Extrait de page:

Que veut la Russie de Poutine ?
TRIBUNE LIBRE
Par Gabriel BANON
Dans le cadre de sa rubrique « Tribune Libre », « Maroc diplomatique » publie ci-dessous un texte de Gabriel Banon, géopoliticien, écrit quelques heures avant l’invasion ce jeudi 24 février de l’Ukraine par les troupes russes sur ordre du président Vladimir Poutine. Cette prise de position n’engage en aucun cas notre journal, mais bel et bien seul son auteur.
Henry Kissinger dans son livre « L’ordre du monde » publié en 2014, opposait au mécanisme d’équilibre multipolaire européen, la géopolitique russe formée « à la rude école de la steppe, où une série de hordes nomades rivalisaient pour s’emparer des ressources existantes en terrain ouvert, avec peu de frontières définies. » et d’ajouter, « Les razzias et l’asservissement de populations civiles étrangères étaient des événements courants, et même un mode de vie pour certains […]. La Russie affirmait son attachement à la culture occidentale, mais alors que ses dimensions s’élargissaient de façon exponentielle, elle finit par se considérer comme un poste avancé et assiégé de la civilisation, qui n’accéderait à la sécurité qu’en soumettant ses voisins à sa volonté absolue. » Une analyse plus psychologique que politique.
Pour Kissinger, le droit libéral des peuples à l’autodétermination ne fait pas partie du lexique russe quand les peuples sont à proximité. Pourquoi ne pas dire simplement que pour le Kremlin, la sécurité de la Russie passe avant le droit libéral éventuel des anciennes républiques soviétiques ?

Consigne:
Dressez la liste de toutes les personnes désignées par leur nom dans la tribune sur la Russie de Poutine. Le matériel présenté ensuite provient d'une autre source.

Matériel fourni:
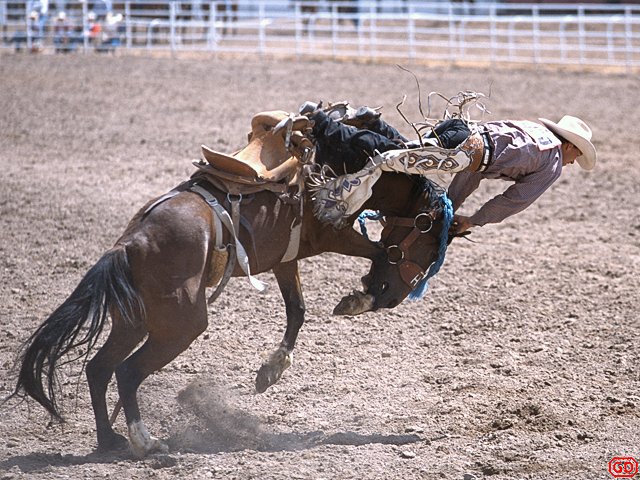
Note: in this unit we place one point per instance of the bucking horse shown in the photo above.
(237, 215)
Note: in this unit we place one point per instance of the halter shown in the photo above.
(411, 273)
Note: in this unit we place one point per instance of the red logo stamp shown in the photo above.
(623, 467)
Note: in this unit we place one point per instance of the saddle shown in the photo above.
(272, 159)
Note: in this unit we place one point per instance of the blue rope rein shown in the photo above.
(447, 213)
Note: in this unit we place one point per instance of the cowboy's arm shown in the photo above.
(462, 185)
(516, 198)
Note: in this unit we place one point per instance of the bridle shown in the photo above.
(410, 272)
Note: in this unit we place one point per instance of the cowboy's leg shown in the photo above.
(450, 133)
(453, 153)
(344, 148)
(383, 128)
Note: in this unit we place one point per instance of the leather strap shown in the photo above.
(223, 215)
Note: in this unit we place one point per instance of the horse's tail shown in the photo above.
(78, 322)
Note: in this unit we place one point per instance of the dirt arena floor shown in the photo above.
(521, 362)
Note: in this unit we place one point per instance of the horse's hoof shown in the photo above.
(271, 371)
(113, 443)
(265, 378)
(355, 304)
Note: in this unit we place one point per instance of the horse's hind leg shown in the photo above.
(289, 282)
(172, 328)
(122, 339)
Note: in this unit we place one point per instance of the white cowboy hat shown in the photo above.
(577, 132)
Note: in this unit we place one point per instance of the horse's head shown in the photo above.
(416, 216)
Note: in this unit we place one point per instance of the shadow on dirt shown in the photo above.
(211, 426)
(41, 462)
(214, 426)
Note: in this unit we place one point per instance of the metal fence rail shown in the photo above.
(567, 34)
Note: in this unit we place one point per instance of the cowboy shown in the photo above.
(530, 154)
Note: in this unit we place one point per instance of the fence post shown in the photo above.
(28, 25)
(581, 33)
(85, 27)
(628, 36)
(128, 27)
(493, 32)
(412, 32)
(212, 34)
(535, 30)
(297, 19)
(172, 26)
(261, 32)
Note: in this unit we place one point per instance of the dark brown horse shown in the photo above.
(153, 281)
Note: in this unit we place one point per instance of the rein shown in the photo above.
(410, 272)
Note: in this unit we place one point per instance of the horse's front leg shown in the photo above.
(349, 242)
(289, 282)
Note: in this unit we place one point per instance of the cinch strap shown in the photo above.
(223, 215)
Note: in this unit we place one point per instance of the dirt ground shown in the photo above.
(521, 362)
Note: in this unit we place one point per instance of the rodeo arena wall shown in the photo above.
(581, 34)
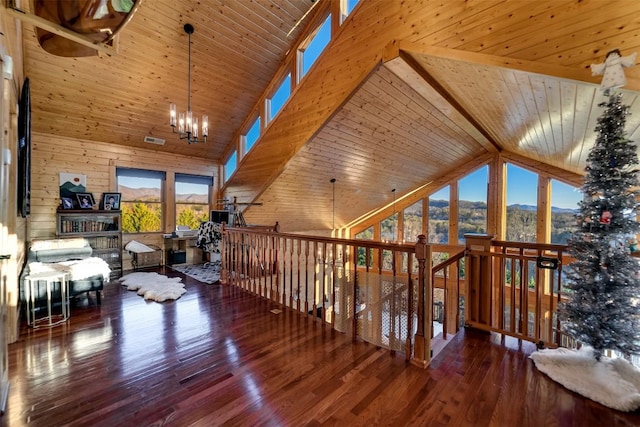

Réponse attendue:
Gabriel Banon, Vladimir Poutine, Henry Kissinger